EXERCISE TASK =>
Copy out the data below line for line, keeping every character unchanged.

STORED ROWS =>
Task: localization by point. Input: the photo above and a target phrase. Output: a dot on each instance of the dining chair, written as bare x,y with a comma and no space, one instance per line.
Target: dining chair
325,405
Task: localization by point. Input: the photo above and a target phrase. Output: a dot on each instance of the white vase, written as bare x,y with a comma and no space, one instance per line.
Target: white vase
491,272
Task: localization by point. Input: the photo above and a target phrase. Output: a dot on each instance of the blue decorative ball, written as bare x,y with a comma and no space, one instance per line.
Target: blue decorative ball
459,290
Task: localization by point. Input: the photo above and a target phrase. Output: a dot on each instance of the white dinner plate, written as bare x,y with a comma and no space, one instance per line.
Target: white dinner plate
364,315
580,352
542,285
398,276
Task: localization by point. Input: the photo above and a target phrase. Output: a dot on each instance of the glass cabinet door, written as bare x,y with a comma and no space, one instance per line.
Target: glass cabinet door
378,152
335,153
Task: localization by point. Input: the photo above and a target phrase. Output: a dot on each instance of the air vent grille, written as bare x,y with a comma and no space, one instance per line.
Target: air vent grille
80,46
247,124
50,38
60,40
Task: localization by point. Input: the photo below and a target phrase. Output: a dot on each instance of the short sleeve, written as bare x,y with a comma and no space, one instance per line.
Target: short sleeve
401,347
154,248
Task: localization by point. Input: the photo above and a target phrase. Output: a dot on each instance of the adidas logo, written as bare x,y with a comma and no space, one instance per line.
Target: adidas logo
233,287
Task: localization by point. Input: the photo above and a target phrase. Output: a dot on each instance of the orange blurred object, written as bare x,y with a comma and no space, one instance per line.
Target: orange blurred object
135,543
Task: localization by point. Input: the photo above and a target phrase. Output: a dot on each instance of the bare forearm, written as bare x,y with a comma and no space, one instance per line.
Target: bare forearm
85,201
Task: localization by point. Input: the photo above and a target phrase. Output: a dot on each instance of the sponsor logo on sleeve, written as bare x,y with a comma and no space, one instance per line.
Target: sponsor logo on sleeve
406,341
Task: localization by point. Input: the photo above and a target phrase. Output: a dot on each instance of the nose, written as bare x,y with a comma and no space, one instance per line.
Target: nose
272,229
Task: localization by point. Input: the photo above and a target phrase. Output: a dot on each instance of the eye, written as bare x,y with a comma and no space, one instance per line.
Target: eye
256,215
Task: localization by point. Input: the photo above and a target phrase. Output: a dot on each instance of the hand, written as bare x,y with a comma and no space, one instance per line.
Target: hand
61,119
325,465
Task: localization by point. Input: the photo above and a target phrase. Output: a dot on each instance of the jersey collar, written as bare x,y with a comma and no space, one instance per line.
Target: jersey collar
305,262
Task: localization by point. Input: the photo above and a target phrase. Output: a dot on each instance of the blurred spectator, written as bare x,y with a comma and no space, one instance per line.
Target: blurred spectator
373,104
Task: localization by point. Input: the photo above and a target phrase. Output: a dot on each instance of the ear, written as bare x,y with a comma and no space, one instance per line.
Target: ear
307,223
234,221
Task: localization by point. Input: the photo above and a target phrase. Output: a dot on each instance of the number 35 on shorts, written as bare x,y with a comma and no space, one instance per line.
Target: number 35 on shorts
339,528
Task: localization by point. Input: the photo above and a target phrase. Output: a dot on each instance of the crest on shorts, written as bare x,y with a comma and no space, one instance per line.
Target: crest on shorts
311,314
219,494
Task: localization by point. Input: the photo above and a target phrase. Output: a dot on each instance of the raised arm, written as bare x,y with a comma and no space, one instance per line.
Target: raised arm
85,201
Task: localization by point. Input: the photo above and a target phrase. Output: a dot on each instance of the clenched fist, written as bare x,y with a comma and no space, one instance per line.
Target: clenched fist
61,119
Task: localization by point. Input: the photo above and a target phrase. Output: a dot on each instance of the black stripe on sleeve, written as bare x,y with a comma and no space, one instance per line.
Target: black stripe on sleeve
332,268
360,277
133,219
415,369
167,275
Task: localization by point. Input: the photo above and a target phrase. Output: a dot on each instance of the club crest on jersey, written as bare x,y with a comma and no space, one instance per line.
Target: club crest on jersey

WRITTEN SOLUTION =>
Task: localization by point. Input: the photo above and a target phrase. Output: a dot on each instance of the dining chair, written as bare x,y with a comma and no space, one instance per line.
Target: dining chair
325,405
Task: localization by point. Input: the photo above and a target phrase. Output: a dot on each instance of the white vase, written as bare x,y with a comma and no space, one instance per line.
Target: white vase
491,272
Task: localization by point. Input: the photo above and a target phrase. Output: a dot on each instance of the blue decorative ball, written as bare x,y with a comma and no space, one instance per line.
Target: blue decorative ball
459,290
Task: localization by point. Input: the photo above and a target phrase. Output: a dot on each instance of the white dinner plate, written as bare x,y with a comma and no space, one instance per line.
Target: white dinner plate
364,315
580,352
542,285
398,276
Task: localization by point. Input: the photo above and a target phrase. Output: a dot on each instance of the glass cabinet door, written as bare x,y with a comma and no space, one instance per line.
Target: glass cabinet door
378,152
335,153
Task: localization by point. Input: the photo above and a target phrase. Output: a dot on each instance of the air vent grille, written as bare x,y with a comma and no space, one instance per line.
Target: air vent grille
80,46
247,124
50,38
60,40
Task: localization by point. Input: the photo below and a target phrase. Output: a dot on each instance of the short sleeve, written as bare x,y with a comma and no space, one instance per line.
Target: short sleeve
401,347
154,248
Task: localization by point. Input: the photo above and a target phrase. Output: a dot on each instance of the adidas logo, written as bare x,y with a comma and no space, one instance per line.
Target: adidas logo
233,287
Task: localization by point. Input: the photo above and a target phrase. Output: a dot on each instance of the orange blurred object, written as bare x,y with a comma and no space, one instance per line.
Target: orange blurred object
135,543
Task: localization by point. Input: the photo above and a target phrase. Output: a dot on each instance of the bare forearm, written as bare x,y with a comma and no space, one instance per line.
Target: bare forearm
85,201
Task: localization by point. Input: the photo above and a target phrase. Output: a dot on each instance of the sponsor logo on sleeve, written as bare x,y with a comma and no space, one instance per line.
Target: sponsor logo on sleeve
406,341
Task: localization by point. Input: the photo above and a target phrase. Output: a dot on each instance of the nose, written as bare x,y with a comma and no space, one instance per line.
Target: nose
272,229
Task: localization by point. Input: the photo above and a target phrase. Output: a dot on each instance of the eye, written as bare x,y with a comma and no space, one instance per line.
Target: eye
256,215
Task: localization by point. Input: the photo above and a target phrase. Output: a dot on each instance of the hand, written as bare x,y with a comma and no space, one instance per line.
Target: hand
61,119
325,465
Task: localization by point. Input: the photo above and a target phrase. Output: a dot on each instance of the jersey collar, written as bare x,y with a comma and no space, one instance per line.
Target: jersey collar
305,262
Task: localization by point. Input: the photo above and a target phrase. Output: a dot on each instance of the blurred spectator, written as bare x,y with a comma and no space, one instance per line.
Target: blurred spectator
373,104
Task: localization by point. Input: the photo above and a target phrase. Output: a dot on each instance of the ear, written as bare x,y with a comma and no space, one instance per line.
Target: ear
307,223
234,221
Task: localization by point. Input: the photo above and a target phrase. Output: a dot on each instance of the number 35 on shorts, written as bare x,y with a comma and no space, one instance per line.
Target: number 35 on shorts
339,528
Task: localization by point. Input: the photo above and a target phrase. Output: a dot on each instance of the crest on shorts, written as bare x,y with a comma and no space, one instance per line.
Target: crest on shorts
311,314
219,494
Task: localization by point. Input: the photo above and a target phrase. Output: a dot on each instance of the raised arm, written as bare x,y with a comma and no space, one instance per line.
Target: raised arm
85,201
Task: localization by point. Input: the photo above and a target phrase. Output: a dot on each instance of the clenched fist, written as bare x,y with a comma and no space, one instance per line.
Target: clenched fist
61,119
Task: localization by point. Input: the photo above and a target phrase. Output: a dot on each instance of the black stripe on sleeve, written as bare x,y with a comma and no space, one instance per line.
Target: black stripe on sleeve
332,268
360,277
133,219
415,369
167,275
Task: localization by point. Input: the photo above and a target phrase. Output: a dot on each instance of the club crest on jersey, written as bare x,y with a comma and no space, one instance per line.
Target: club crest on jersey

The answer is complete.